# KUTIPAN TEKS:

* * * * *

Budaya Daerah
Mengenal Tradisi Kebudayaan Masyarakat Melayu Bangka Belitung
Apero
Fublic.
Provinsi Bangka Belitung, masuk dalam kawasan wilayah Batanghari sembilan.
Pepatah orang tua-tua: Batanghari Sembilan hulu di Bengkulu dan hilirnya di
Bangka Belitung. Sumatera Selatan dan Lampung menjadi tengahnya. Pengistilahan
itu masih tampak pada kebudayaan empat provinsi tersebut. Sehingga, budaya dan
adat istiadat hampir sama.
Provinsi
Bangka Belitung mayoritas beragama Islam dan beretnis Melayu. Ada banyak
pendatang, seperti orang Cina, dan dari berbagai wilayah Indonesia. Rekaman
kebudayaan tersebut memberikan informasi dan deskripsi kesamaan budaya. Berikut
ini sedikit informasi tentang tradisi kebudayaan masyarakat Melayu Bangka
Belitung.
1. Tradisi
Maras Taun.
Pesta rakyat Maras Taun adalah bentuk ungkapan rasa syukur kepada tuhan yang maha kuasa
atas rahmat dan nikmatnya pada kehidupan manusia. Selain ungkapan rasa syukur
Pesta Rakyat Maras Taun juga bermaksud meminta kebaikan dan perlindungan pada
sang pencipta alam untuk masa yang akan datang (Allah SWT). Pengertian secara
bahasa, kata maras berarti motong atau memotong dapat juga bermakna memanen.
Sedangkan kata taun berarti tahun.
Dapat
dikesimpulkan bahwa pesta rakyat maras tahun adalah suatu tradisi yang
dilaksanakan setahun sekali. Tradisi ini hampir sama
dengan tradisi sedekah rami di Musi Banyuasin dimana masyarakat di Kecamatan
Sungai Keruh mengadakan sedekah rami (sedekah bumi) setahun sekali setelah musim panen padi
ladang. Biasanya dilaksanakan antara bulan Maret-Mei.

* * * * *

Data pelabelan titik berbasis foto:
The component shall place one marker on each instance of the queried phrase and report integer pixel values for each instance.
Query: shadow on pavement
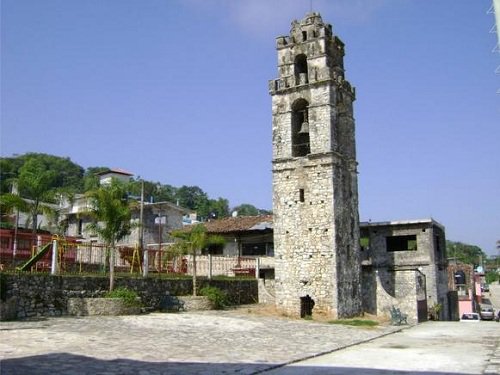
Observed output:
(69, 364)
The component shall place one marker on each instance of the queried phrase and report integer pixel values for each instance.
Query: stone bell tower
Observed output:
(315, 190)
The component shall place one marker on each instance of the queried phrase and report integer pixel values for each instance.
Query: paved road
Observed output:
(429, 348)
(227, 342)
(232, 342)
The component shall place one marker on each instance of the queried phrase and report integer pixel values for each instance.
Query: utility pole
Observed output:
(145, 265)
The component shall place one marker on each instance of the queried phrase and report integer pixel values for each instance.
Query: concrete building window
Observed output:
(460, 278)
(300, 128)
(364, 243)
(401, 243)
(257, 249)
(300, 70)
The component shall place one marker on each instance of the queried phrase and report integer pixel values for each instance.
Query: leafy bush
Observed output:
(218, 297)
(129, 297)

* * * * *

# INSTRUKSI TUGAS 1:
Sajikan semua entri pelabelan titik berbasis foto sebagai CSV dua kolom bernama instruksi dan keluaran. Buat satu baris per entri: teks entri di kolom pertama dan jawabannya di kolom kedua, masing-masing dalam satu isian bertanda kutip dengan jeda baris diganti spasi, tanpa menyertakan gambarnya.
# INSTRUKSI TUGAS 2:
Teruskan teks tentang tradisi masyarakat Melayu Bangka Belitung, dimulai setelah kalimat terakhirnya.

# JAWABAN TUGAS 1:
instruksi,keluaran
"The component shall place one marker on each instance of the queried phrase and report integer pixel values for each instance. Query: shadow on pavement Observed output:","(69, 364)"
"The component shall place one marker on each instance of the queried phrase and report integer pixel values for each instance. Query: stone bell tower Observed output:","(315, 190)"
"The component shall place one marker on each instance of the queried phrase and report integer pixel values for each instance. Query: paved road Observed output:","(429, 348) (227, 342) (232, 342)"
"The component shall place one marker on each instance of the queried phrase and report integer pixel values for each instance. Query: utility pole Observed output:","(145, 265)"
"The component shall place one marker on each instance of the queried phrase and report integer pixel values for each instance. Query: concrete building window Observed output:","(460, 278) (300, 128) (364, 243) (401, 243) (257, 249) (300, 70)"
"The component shall place one marker on each instance of the queried phrase and report integer pixel values for each instance. Query: leafy bush Observed output:","(218, 297) (129, 297)"

# JAWABAN TUGAS 2:
Cikal
bakal tradisi maras tahun berawal dari sedekah panen masyarakat setelah memanen
padi di ladang atau sawa. Dalam perkembangannya tradisi budaya maras tahun ini
berkembang menjadi pesta rakyat bersama. Dimana masayarakat bersatu untuk melaksanakan
perayaan pesta panen bersama-sama. Keterlibatan pihak pemimpin dalam masak
kampanye biasanya sangat dominan. Karena disini akan tercipta panggung politik
dan jalan menarik simpati rakyat pada perpolitikan lokal.
Perayaan
maras tahun biasanya bertepatan masa cuaca bersahabat dimana laut tenang. Para
nelayan juga merayakan musim menangkap ikan di laut yang tenang. Adapun susuanan acara kegiatan yang
diadakan saat pelaksanaan tradisi budaya ini. Pertama, biasanya pembukaan oleh
panitia pelaksana. Kemudian diawali dengan penampilan seni budaya asli Bangka
Belitung seperti kesenian dambus. Lalu dilanjtkan tarian maras taun dan doa yang dipimpin ketua adat setempat. Mungkin setelahnya dilanjutkan kegiatan
yang lainnya.
2. Tradisi
Buang Jong.
Tradisi
Buang Jong adalah suatu aktivitas budaya dimana masyarakat membuat
sejenis persembahan pada laut. Berupa replika kapal jung yang dibuat sederhana
lalu dihannyutkan ketenga laut. Secara bahasa kata buang berarti sesuatu
yang di jauhkan dan tidak mau memilikinya atau menolak. Bermakna menjelaskan
suatu yang ditolak atau yang tidak mau melekat atau disertainya hal tersebut. Maka hal tersebut harus dibuang.
Dalam hal ini adalah
musibah saat mereka berlayar ke laut untuk menangkap ikan. Sedangkan kata jong
berarti perahu jung atau kapal jung. Kapal jung adalah jenis kapal layar zaman
dahulu yang digunakan untuk berdagang. Kapal Jung digunakan saudagar-saudagar
berlayar bedagang dari kerajaan satu ke kekerajaan lain. Sebagai contoh
misalnya kapal jung Cina zaman dahulu dan lainnya.
Tidak
heran apabila tradisi buang jong ini terdapat di tengah masyarakat Melayu yang
dikenal dengan kelompok Orang Laut. Mereka dijuluki orang laut karena kehidupan
mereka sangat dekat dengan laut. Mereka memang sudah sejak zaman Kedatuan
Sriwijaya, bahkan mungkin jauh sebelum era Sriwijaya mungkin mereka sudah dekat
dengan laut bahkan mungkin menjadi angkatan laut Kedatuan Sriwijaya.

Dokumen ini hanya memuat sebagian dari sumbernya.